◆ Bereitgestellter Auszug ◆
Weitreichende Anpassungen der EU-Kohäsionspolitik durch STEP
Der industriepolitische Kern von STEP zeigt sich vor allem in den darin enthaltenen weitreichenden Anpassungen der EU-Kohäsionspolitik, die für eine breitflächigere Großunternehmensförderung geöffnet wird. Um die in STEP definierten strategischen Ziele zu verfolgen, können die Mitgliedstaaten ihre EU-Strukturfondsmittel auch zur Förderung von Großunternehmen umschichten. Eine Förderung von Großunternehmen erfolgt entlang üblicher Verfahren der Kohäsionspolitik, also per EU-Zuschuss mit verpflichtendem nationalen Finanzierungsanteil und Projektbindung. Mit den Strukturfonds wurden bisher vor allem öffentliche regionale Fördervorhaben sowie kleine und mittlere Unternehmen gefördert. Eine Förderung von Großunternehmen war nur in eng begrenzten Ausnahmefällen möglich.

◆ Ziel der Aufgabe ◆
Bitte führe den Auszug über die Öffnung der EU-Kohäsionspolitik durch STEP im Anschluss an seinen letzten Satz fort.

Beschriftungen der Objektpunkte
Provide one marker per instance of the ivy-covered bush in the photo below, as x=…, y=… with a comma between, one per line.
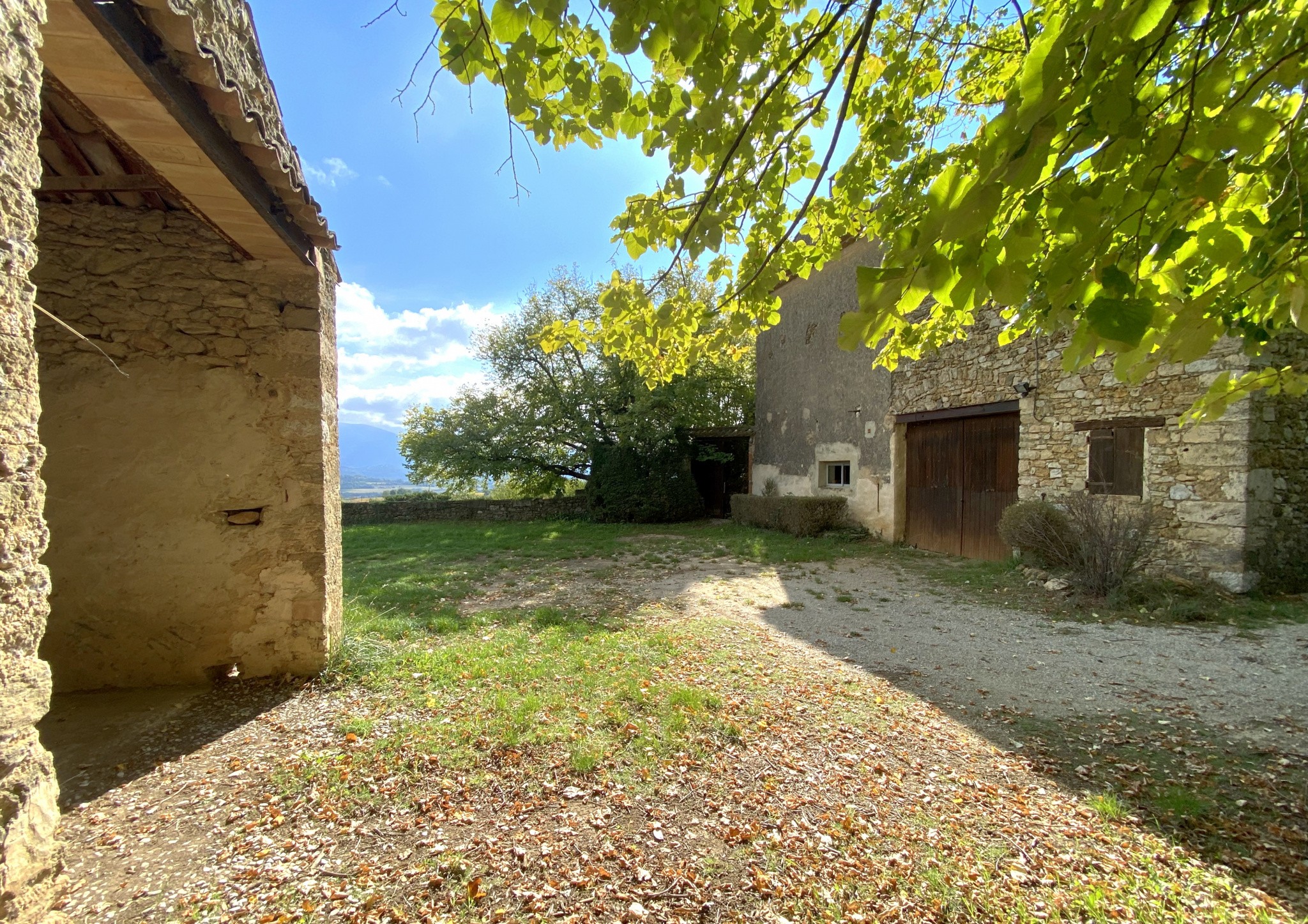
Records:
x=796, y=515
x=1040, y=531
x=643, y=485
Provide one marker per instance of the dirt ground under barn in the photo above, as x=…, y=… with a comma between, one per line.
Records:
x=704, y=723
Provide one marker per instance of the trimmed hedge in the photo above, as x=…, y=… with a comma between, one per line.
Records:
x=796, y=515
x=635, y=485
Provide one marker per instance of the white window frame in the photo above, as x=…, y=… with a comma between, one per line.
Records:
x=847, y=471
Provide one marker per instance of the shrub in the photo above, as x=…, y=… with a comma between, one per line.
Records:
x=643, y=485
x=1040, y=529
x=1112, y=542
x=796, y=515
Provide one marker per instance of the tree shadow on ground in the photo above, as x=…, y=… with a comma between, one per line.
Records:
x=105, y=739
x=1228, y=795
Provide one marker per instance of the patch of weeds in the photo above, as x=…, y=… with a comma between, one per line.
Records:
x=585, y=756
x=1108, y=807
x=356, y=725
x=1221, y=798
x=1182, y=803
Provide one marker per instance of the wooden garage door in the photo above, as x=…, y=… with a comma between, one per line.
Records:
x=962, y=473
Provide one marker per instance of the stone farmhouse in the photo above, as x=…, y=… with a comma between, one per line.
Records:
x=934, y=451
x=168, y=464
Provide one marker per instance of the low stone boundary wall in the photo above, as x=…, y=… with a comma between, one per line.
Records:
x=416, y=511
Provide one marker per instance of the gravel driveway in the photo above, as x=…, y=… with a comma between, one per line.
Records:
x=972, y=656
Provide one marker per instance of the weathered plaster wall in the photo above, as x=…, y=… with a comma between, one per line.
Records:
x=228, y=404
x=814, y=400
x=1218, y=490
x=29, y=860
x=1196, y=480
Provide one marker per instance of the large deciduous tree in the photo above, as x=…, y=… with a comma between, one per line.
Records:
x=1130, y=170
x=535, y=424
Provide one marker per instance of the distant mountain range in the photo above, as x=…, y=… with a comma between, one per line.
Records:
x=370, y=460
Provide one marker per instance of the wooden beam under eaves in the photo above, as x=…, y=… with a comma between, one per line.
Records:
x=142, y=50
x=121, y=183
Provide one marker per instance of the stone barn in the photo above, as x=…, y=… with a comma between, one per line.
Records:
x=933, y=453
x=169, y=387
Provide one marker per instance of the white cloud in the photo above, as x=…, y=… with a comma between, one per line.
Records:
x=389, y=362
x=333, y=172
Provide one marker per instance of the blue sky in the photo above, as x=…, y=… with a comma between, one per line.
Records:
x=432, y=242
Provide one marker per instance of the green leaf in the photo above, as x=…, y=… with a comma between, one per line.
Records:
x=1150, y=16
x=1120, y=319
x=509, y=20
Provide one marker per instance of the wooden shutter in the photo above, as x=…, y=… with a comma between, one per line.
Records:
x=1116, y=462
x=1129, y=460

◆ Ergebnis siehe unten ◆
Mit STEP ändert sich dies grundlegend für den größten EU-Strukturfonds, den Europäischen Fonds für regionale Entwicklung (EFRE) mit einem Mittelvolumen von 217 Mrd. Euro und den Fonds für einen gerechten Übergang (JTF) mit Mitteln in Höhe von 19 Mrd. Euro (Europäische Kommission, 2021).1 Eine Förderung von Großunternehmen aus Mitteln des EFRE wird vor allem für Süd- und Osteuropa ermöglicht. STEP sieht nämlich eine Großunternehmensförderung in Regionen mit einem BIP pro Kopf unterhalb des EU-Durchschnitts sowie für reichere Regionen in Mitgliedstaaten mit einem unterdurchschnittlichen BIP pro Kopf vor. In Deutschland kommt die neue Möglichkeit zur Großunternehmensförderung somit vor allem für die neuen Bundesländer in Betracht. Die Großunternehmensförderung ist insgesamt auf 20 % der gesamten EFRE-Mittel begrenzt. Mit dem JTF hingegen können Europas Großunternehmen ohne regionale Einschränkung und ohne anteilige Begrenzung gefördert werden.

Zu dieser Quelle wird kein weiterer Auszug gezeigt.